REQUEST ▸
Please convert the records into a JSON list of strings, one string per line with blank lines omitted, starting with the line containing "Query: whole red tomato" and continuing through the line containing "Mark the region of every instance of the whole". Include only those lines.

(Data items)
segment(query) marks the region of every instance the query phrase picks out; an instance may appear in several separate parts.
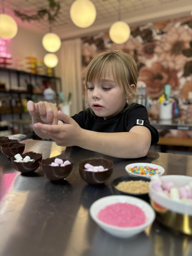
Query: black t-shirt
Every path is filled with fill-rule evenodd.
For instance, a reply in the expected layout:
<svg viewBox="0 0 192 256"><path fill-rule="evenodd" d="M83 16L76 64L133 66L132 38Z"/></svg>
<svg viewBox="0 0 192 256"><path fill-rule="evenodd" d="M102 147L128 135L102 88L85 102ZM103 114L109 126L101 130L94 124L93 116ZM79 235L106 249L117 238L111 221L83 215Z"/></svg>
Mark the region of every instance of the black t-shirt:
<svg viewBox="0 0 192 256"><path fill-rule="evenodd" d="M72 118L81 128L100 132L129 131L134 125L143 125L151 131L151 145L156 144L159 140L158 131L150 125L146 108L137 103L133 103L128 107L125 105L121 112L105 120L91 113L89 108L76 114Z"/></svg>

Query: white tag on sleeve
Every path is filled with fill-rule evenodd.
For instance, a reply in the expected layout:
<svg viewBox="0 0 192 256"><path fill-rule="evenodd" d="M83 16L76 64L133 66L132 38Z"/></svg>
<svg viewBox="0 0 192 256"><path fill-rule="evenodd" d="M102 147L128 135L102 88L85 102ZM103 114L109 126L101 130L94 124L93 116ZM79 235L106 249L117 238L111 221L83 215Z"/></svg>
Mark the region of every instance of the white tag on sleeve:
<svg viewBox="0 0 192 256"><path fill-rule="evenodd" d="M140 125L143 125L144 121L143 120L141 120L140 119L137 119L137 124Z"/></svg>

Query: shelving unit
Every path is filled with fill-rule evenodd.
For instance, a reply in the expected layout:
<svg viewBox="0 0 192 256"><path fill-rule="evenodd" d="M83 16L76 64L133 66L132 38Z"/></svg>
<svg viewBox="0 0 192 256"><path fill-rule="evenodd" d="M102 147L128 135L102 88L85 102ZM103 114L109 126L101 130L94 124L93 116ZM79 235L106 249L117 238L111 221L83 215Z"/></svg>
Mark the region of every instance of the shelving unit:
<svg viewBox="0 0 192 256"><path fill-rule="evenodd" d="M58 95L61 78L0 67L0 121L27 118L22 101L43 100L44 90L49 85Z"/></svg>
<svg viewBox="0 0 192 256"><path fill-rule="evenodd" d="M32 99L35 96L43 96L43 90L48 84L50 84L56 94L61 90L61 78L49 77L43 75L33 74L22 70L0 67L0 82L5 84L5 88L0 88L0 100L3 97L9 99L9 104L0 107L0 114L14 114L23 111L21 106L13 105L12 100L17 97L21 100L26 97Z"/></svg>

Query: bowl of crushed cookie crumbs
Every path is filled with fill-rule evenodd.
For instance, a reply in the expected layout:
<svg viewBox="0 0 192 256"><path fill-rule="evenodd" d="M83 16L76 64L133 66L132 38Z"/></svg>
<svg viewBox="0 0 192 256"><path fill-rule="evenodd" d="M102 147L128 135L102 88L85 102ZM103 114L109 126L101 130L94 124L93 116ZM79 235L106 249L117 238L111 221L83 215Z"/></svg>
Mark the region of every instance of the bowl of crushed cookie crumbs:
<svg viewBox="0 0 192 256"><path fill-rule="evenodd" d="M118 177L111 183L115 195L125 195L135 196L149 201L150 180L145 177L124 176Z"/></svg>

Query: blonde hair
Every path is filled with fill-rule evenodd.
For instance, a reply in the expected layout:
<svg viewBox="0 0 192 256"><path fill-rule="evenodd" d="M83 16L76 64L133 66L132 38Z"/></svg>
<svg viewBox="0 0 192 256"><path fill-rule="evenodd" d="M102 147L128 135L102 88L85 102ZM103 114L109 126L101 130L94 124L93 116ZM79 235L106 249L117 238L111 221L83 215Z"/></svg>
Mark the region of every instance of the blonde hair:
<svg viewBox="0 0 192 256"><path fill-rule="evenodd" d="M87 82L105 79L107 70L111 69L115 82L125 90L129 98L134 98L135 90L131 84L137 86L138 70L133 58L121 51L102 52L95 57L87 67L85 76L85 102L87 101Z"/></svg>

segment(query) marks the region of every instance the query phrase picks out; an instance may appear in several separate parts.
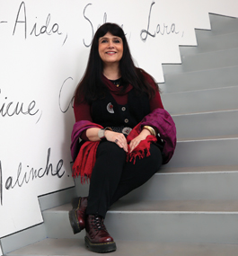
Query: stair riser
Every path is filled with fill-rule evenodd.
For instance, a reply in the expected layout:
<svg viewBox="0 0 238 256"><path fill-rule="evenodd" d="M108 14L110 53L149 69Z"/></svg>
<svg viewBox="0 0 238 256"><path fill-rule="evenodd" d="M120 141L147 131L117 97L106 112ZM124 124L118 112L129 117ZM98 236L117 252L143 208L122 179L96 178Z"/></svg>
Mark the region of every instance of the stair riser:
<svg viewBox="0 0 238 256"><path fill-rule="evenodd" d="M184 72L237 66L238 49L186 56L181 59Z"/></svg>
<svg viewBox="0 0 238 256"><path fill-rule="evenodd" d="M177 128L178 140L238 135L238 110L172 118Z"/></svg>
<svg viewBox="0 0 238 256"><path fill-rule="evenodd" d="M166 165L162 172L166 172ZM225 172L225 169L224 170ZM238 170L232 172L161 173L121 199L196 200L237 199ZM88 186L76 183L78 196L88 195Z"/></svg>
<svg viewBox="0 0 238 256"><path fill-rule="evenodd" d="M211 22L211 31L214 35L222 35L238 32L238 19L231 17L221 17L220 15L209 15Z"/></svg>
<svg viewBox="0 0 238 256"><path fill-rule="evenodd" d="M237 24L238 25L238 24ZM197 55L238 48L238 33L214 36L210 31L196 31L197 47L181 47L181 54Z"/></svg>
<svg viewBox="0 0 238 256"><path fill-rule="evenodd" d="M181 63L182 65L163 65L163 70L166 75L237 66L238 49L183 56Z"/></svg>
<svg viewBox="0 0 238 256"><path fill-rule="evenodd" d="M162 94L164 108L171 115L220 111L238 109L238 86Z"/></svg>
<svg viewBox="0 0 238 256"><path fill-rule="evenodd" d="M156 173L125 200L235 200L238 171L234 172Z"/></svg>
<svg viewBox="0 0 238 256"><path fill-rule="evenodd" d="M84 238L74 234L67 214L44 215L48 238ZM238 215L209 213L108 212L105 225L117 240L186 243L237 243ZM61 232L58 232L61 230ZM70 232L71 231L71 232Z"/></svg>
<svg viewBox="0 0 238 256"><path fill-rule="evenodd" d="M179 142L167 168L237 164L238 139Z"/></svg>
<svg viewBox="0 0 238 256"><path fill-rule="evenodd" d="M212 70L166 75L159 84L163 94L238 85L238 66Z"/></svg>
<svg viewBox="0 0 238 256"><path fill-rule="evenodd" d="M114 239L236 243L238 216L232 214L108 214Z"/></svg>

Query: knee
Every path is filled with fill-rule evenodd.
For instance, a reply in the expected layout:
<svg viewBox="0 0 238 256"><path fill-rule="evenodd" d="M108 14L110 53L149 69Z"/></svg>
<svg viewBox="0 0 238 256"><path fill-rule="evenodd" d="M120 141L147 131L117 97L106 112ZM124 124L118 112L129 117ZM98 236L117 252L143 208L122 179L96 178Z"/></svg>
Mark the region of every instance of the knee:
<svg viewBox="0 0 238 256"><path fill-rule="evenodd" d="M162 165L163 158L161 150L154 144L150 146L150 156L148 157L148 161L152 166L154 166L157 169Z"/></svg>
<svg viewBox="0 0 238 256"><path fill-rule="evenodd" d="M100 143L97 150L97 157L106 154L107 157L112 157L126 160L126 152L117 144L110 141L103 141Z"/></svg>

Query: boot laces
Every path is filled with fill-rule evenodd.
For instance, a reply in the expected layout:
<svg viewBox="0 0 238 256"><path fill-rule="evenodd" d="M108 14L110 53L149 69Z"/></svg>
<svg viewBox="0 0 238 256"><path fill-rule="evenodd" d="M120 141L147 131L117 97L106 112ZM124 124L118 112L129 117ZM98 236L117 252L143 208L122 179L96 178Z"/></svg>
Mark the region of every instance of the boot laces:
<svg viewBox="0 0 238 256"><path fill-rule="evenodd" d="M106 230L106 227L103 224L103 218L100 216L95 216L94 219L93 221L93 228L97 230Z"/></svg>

---

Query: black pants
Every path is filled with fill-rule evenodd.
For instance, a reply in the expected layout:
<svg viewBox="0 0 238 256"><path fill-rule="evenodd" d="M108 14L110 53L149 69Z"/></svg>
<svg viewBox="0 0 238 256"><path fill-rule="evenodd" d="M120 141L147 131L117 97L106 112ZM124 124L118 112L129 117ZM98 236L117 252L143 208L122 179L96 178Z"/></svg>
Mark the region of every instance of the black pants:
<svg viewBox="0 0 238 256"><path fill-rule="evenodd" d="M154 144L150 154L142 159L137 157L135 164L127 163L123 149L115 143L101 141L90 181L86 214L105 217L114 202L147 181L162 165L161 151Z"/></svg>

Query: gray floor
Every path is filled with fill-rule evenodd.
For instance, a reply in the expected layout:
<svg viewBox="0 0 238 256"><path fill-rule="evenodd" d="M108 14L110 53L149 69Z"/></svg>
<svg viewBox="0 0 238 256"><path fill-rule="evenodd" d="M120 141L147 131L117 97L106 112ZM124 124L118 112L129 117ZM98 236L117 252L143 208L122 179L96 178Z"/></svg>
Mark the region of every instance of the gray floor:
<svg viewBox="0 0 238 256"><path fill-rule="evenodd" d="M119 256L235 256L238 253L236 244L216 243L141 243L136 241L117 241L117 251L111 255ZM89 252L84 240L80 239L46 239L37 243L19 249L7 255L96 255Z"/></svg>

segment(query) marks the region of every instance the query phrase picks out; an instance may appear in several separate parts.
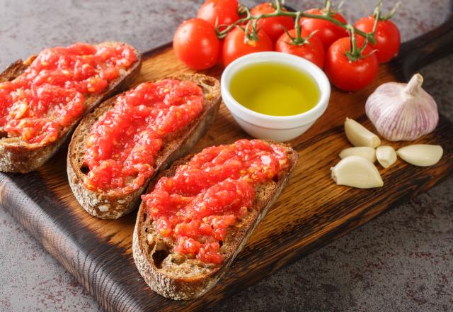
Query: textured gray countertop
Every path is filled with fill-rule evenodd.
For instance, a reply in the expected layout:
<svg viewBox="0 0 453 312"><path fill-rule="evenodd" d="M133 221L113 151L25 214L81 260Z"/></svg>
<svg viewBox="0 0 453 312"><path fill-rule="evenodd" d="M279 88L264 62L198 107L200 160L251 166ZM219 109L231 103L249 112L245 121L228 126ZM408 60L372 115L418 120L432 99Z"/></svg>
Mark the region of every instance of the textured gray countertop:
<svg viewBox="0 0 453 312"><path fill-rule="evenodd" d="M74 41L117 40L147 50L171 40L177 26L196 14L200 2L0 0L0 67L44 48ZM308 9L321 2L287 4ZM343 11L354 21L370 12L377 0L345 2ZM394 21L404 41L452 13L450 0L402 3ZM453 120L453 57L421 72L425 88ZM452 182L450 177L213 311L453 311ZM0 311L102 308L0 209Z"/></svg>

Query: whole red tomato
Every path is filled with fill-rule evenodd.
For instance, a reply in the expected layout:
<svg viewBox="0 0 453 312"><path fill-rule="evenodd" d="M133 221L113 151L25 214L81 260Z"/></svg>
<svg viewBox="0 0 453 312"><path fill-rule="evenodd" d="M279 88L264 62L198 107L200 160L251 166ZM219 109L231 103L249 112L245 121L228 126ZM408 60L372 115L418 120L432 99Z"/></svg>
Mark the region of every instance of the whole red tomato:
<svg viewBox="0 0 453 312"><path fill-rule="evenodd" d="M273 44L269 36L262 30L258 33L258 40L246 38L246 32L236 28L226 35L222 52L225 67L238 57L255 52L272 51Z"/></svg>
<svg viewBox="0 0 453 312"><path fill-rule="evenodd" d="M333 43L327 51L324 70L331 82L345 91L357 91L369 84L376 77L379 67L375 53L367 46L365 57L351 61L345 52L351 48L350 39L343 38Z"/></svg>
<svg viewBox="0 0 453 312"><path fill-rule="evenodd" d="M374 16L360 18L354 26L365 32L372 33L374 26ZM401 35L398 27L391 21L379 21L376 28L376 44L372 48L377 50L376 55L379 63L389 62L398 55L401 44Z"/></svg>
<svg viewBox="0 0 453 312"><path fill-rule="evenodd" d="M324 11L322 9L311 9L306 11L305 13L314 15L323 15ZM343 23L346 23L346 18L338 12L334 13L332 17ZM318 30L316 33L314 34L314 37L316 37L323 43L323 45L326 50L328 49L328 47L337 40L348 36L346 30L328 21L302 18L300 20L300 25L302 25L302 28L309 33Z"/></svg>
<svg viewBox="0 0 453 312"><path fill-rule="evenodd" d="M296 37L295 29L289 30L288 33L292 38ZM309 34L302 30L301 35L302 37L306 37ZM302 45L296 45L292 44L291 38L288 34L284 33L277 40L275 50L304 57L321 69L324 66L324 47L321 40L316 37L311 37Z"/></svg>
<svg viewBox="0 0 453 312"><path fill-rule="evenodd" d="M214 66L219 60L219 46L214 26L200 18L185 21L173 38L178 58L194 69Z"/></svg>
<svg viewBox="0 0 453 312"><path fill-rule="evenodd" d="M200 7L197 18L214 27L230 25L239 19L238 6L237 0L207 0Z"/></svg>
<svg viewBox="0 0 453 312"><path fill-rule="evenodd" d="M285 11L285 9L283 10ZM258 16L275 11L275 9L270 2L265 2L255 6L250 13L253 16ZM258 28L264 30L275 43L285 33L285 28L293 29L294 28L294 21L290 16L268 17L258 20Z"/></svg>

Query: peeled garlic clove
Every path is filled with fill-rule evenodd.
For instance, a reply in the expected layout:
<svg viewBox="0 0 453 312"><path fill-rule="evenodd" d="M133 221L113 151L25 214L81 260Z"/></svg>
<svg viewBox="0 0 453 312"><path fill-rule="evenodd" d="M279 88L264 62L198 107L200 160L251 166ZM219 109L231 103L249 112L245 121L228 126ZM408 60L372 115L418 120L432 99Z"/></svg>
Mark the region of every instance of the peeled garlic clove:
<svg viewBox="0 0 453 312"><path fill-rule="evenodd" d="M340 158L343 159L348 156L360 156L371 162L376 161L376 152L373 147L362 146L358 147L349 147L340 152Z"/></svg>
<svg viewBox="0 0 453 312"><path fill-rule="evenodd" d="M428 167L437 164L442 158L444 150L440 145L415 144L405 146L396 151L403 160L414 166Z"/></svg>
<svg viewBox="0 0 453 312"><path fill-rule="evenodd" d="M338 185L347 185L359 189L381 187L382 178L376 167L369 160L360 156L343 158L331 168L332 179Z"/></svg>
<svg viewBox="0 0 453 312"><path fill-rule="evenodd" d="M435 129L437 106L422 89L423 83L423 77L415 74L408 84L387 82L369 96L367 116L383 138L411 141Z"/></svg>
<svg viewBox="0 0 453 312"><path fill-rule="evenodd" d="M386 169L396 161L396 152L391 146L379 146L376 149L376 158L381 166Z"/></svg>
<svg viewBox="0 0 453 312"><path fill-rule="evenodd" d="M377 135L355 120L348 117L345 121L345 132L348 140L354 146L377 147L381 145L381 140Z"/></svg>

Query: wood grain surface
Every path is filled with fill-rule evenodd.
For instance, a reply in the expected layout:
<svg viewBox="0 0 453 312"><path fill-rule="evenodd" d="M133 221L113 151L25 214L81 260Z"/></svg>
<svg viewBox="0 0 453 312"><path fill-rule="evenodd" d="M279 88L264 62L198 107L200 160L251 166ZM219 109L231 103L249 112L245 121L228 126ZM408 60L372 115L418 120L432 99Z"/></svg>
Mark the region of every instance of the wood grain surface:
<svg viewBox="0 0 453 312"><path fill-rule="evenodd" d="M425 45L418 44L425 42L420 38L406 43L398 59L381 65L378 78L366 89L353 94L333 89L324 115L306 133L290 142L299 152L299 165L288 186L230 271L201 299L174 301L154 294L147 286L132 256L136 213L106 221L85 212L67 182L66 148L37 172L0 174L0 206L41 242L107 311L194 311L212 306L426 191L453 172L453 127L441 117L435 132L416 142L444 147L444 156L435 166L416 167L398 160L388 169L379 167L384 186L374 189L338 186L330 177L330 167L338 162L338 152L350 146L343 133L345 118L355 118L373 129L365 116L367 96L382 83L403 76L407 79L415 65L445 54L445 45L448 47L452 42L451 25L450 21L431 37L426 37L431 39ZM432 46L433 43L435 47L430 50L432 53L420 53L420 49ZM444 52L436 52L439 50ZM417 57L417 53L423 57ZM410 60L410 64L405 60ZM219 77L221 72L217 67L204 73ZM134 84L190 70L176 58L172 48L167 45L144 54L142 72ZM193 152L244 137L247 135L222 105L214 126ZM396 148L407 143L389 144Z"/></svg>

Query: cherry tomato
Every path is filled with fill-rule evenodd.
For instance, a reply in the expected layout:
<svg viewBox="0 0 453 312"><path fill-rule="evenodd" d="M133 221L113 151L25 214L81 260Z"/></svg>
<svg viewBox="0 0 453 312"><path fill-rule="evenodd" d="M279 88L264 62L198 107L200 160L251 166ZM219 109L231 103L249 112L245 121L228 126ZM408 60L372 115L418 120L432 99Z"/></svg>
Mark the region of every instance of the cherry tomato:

SOLUTION FOR THIS EXERCISE ▸
[
  "Query: whole red tomato",
  "Every path is filled with fill-rule evenodd.",
  "For instance, a reply in the expected layout:",
  "<svg viewBox=\"0 0 453 312\"><path fill-rule=\"evenodd\" d=\"M133 221L113 151L25 214L81 260Z\"/></svg>",
  "<svg viewBox=\"0 0 453 312\"><path fill-rule=\"evenodd\" d=\"M279 88L264 62L198 107L200 160L251 166ZM219 109L231 103L249 112L245 121L228 126ZM408 60L372 115L418 120L432 99Z\"/></svg>",
  "Mark the region of every instance of the whole red tomato:"
]